• _Task requirements_: Go through the entries below and write each one out exactly.

[Rows from a pointing dataset]

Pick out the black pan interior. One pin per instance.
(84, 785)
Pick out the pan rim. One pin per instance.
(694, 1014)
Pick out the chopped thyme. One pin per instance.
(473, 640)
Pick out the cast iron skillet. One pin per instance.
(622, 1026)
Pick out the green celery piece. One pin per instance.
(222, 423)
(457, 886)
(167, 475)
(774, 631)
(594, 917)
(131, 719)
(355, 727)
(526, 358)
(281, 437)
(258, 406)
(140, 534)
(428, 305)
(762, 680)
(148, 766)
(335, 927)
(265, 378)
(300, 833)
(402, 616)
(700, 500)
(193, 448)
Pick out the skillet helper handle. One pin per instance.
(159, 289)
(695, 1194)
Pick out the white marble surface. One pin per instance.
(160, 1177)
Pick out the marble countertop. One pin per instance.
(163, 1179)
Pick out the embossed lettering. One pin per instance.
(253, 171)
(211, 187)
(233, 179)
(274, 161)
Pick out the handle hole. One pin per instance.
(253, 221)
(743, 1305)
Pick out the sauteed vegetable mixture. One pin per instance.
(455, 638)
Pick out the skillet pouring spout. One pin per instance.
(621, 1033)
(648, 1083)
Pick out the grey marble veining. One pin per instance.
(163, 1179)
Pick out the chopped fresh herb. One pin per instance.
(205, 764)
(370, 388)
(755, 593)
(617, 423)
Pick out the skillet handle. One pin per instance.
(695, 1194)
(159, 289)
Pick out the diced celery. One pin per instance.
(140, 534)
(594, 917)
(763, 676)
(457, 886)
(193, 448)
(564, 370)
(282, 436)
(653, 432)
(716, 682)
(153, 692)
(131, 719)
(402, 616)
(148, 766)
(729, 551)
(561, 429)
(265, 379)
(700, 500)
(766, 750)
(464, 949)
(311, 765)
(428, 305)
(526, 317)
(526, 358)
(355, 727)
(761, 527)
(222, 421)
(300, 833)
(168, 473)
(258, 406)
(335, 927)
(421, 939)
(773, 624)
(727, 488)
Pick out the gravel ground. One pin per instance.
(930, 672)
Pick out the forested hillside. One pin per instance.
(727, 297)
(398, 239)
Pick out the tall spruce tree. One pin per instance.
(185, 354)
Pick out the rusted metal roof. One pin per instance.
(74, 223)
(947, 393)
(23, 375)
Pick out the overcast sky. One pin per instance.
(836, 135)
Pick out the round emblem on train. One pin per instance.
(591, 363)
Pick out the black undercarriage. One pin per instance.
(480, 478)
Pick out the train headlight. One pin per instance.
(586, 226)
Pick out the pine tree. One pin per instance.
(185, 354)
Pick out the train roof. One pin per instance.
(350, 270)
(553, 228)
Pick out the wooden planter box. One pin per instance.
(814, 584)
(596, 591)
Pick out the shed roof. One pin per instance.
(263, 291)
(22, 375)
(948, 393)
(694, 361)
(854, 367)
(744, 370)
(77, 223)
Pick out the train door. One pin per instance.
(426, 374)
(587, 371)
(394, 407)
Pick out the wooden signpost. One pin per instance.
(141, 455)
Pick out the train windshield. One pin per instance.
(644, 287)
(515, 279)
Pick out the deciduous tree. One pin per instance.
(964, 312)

• _Solution below_:
Pick out the black pan interior. One pin per instance.
(84, 785)
Pick out the pan rim. One pin per instance.
(694, 1014)
Pick out the chopped thyme. One pin per instance.
(473, 640)
Pick out the cast iron skillet. One pin per instance.
(622, 1026)
Pick out the green celery piece. One pin per instance.
(222, 423)
(457, 886)
(167, 475)
(774, 631)
(594, 917)
(131, 719)
(355, 727)
(526, 358)
(281, 437)
(258, 406)
(140, 534)
(428, 305)
(762, 680)
(148, 766)
(335, 927)
(265, 378)
(300, 833)
(402, 616)
(700, 500)
(193, 448)
Pick out the skillet helper handle. One pin per instance.
(159, 289)
(695, 1194)
Pick out the white marble surface. One pin per instance.
(160, 1177)
Pick out the marble countertop. One pin per instance.
(163, 1179)
Pick out the embossed lettering. One pin per instance.
(253, 171)
(211, 187)
(233, 179)
(274, 161)
Pick out the handle hole. One pin per instance.
(253, 221)
(743, 1305)
Pick out the sauteed vegetable mixture. One pin per instance.
(455, 638)
Pick out the skillet pouring spout. One pin per instance.
(621, 1033)
(648, 1083)
Pick out the grey marble veining. One pin per instance.
(163, 1179)
Pick out the chopped fresh herb. One pin per instance.
(205, 764)
(370, 388)
(755, 593)
(617, 423)
Pick out the skillet handle. One pin per instance.
(695, 1194)
(159, 289)
Pick out the diced celery. One pin per instance.
(140, 534)
(594, 917)
(763, 676)
(457, 886)
(193, 448)
(564, 370)
(282, 436)
(653, 432)
(716, 682)
(153, 692)
(131, 719)
(402, 616)
(148, 766)
(729, 551)
(561, 429)
(265, 379)
(700, 500)
(766, 750)
(464, 949)
(311, 765)
(428, 305)
(526, 317)
(526, 358)
(355, 727)
(761, 527)
(222, 421)
(300, 833)
(168, 473)
(258, 406)
(335, 927)
(421, 939)
(773, 624)
(727, 488)
Pick out the gravel ground. One pin per instance.
(930, 672)
Pick out the forested hillside. One pin per instance.
(727, 297)
(398, 239)
Pick out the tall spruce tree. One pin per instance.
(185, 354)
Pick out the rusted metal roof. One pin per instance.
(74, 223)
(947, 393)
(23, 375)
Pick out the overcast sky. One pin per instance.
(836, 135)
Pick out the round emblem on train. One pin per instance.
(591, 363)
Pick out the black undercarriage. One pin per instance.
(480, 478)
Pick out the train headlight. One pin per instance.
(586, 226)
Pick out the pine tree. One pin per instance.
(185, 354)
Pick out the train roof. One pin per instance.
(350, 270)
(553, 228)
Pick out the wooden planter box. One pin per instance.
(814, 584)
(596, 591)
Pick out the shed roof. One pin per instance.
(263, 291)
(22, 375)
(948, 393)
(694, 361)
(854, 367)
(744, 370)
(77, 223)
Pick out the train door. One pin per instance.
(426, 374)
(587, 371)
(394, 407)
Pick out the wooden signpost. One pin per instance.
(141, 455)
Pick out the train windshield. One pin per instance.
(644, 287)
(515, 279)
Pick out the deciduous tree. One pin per instance.
(964, 312)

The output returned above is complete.